◆ WORK TASK ◆
Look through the listing below for the string "Provide". Show each line where it occurs.

+===+

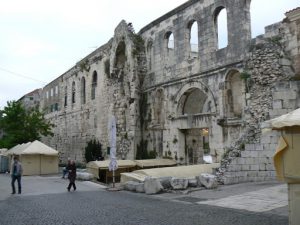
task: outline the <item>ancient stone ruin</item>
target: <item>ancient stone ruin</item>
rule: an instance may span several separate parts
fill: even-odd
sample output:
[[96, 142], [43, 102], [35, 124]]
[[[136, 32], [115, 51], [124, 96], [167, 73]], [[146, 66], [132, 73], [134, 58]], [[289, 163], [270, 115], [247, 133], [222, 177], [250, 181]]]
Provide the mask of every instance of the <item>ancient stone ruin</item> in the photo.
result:
[[43, 141], [62, 161], [84, 161], [88, 141], [109, 146], [114, 114], [119, 159], [147, 152], [192, 165], [210, 154], [221, 162], [220, 182], [274, 179], [278, 136], [262, 134], [261, 123], [300, 106], [300, 9], [251, 39], [250, 2], [190, 0], [138, 33], [121, 21], [106, 44], [43, 88], [41, 110], [55, 124]]

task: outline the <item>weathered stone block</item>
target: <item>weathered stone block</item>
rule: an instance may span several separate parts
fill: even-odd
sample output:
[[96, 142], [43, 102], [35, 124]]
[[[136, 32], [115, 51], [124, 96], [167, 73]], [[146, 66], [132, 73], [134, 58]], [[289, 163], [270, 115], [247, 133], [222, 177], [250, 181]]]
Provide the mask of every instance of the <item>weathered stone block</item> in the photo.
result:
[[172, 177], [171, 186], [174, 190], [184, 190], [188, 187], [188, 179], [187, 178], [176, 178]]
[[188, 186], [189, 187], [197, 187], [198, 186], [198, 181], [196, 178], [190, 178], [188, 179]]
[[273, 101], [273, 109], [282, 109], [282, 100], [277, 99]]
[[125, 184], [124, 184], [124, 189], [126, 191], [136, 191], [136, 186], [138, 185], [139, 183], [136, 182], [136, 181], [127, 181]]
[[163, 190], [163, 186], [157, 178], [146, 177], [144, 182], [145, 193], [148, 195], [157, 194]]
[[248, 171], [248, 170], [250, 170], [250, 165], [242, 165], [242, 170], [243, 170], [243, 171]]
[[198, 185], [202, 185], [207, 189], [216, 188], [218, 186], [217, 177], [208, 173], [202, 173], [200, 176], [196, 177], [198, 180]]
[[144, 183], [136, 184], [135, 191], [138, 192], [138, 193], [145, 193]]
[[157, 178], [164, 189], [170, 189], [171, 188], [171, 179], [172, 177], [160, 177]]
[[266, 164], [265, 164], [265, 163], [260, 163], [260, 164], [259, 164], [259, 170], [260, 170], [260, 171], [266, 170]]
[[250, 165], [250, 170], [259, 170], [259, 165]]

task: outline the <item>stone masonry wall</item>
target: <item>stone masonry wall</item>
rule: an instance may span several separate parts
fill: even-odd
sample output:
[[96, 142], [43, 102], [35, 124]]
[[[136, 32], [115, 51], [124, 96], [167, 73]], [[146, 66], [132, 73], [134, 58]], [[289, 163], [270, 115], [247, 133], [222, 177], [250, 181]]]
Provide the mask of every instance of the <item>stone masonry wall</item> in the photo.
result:
[[[250, 2], [187, 1], [138, 35], [121, 21], [107, 44], [44, 87], [41, 109], [55, 128], [43, 141], [59, 150], [62, 162], [84, 162], [89, 140], [99, 140], [104, 152], [109, 146], [107, 123], [114, 114], [119, 159], [134, 159], [146, 140], [144, 150], [158, 158], [189, 164], [189, 149], [202, 156], [209, 140], [209, 153], [222, 159], [220, 182], [274, 179], [279, 134], [262, 133], [261, 124], [300, 106], [299, 18], [292, 11], [251, 41]], [[219, 48], [216, 19], [223, 8], [228, 45]], [[198, 52], [190, 46], [194, 22]]]
[[249, 58], [245, 60], [247, 85], [247, 130], [235, 145], [228, 149], [218, 175], [225, 184], [265, 181], [275, 178], [273, 155], [280, 133], [262, 133], [261, 123], [286, 114], [300, 105], [299, 82], [293, 81], [294, 71], [285, 52], [285, 36], [265, 35], [255, 41]]

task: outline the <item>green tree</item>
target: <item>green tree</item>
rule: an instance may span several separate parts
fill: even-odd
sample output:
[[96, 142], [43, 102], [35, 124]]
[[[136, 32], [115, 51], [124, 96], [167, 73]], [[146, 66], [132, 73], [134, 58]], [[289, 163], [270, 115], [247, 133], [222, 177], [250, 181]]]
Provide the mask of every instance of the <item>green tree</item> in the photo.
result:
[[52, 127], [38, 109], [26, 111], [20, 102], [7, 102], [4, 110], [0, 110], [0, 129], [4, 132], [0, 148], [11, 148], [17, 144], [40, 140], [42, 135], [53, 135]]
[[103, 160], [102, 145], [99, 141], [90, 140], [85, 147], [85, 161]]

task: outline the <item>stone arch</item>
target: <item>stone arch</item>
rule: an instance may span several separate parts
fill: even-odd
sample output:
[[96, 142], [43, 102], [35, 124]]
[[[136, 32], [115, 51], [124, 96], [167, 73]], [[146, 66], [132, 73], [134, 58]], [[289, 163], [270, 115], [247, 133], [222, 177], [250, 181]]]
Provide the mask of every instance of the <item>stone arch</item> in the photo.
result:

+===+

◆ TASK RESULT ◆
Provide the mask of every instance of the <item>ancient stone ruin</item> in the photo.
Provide the mask of every instance of the <item>weathered stone block</item> in the photo.
Provide the mask of every instance of the <item>stone masonry wall</item> in the photo.
Provide the mask of every instance of the <item>green tree</item> in the photo.
Provide the mask of every instance of the <item>stone arch</item> in the photo.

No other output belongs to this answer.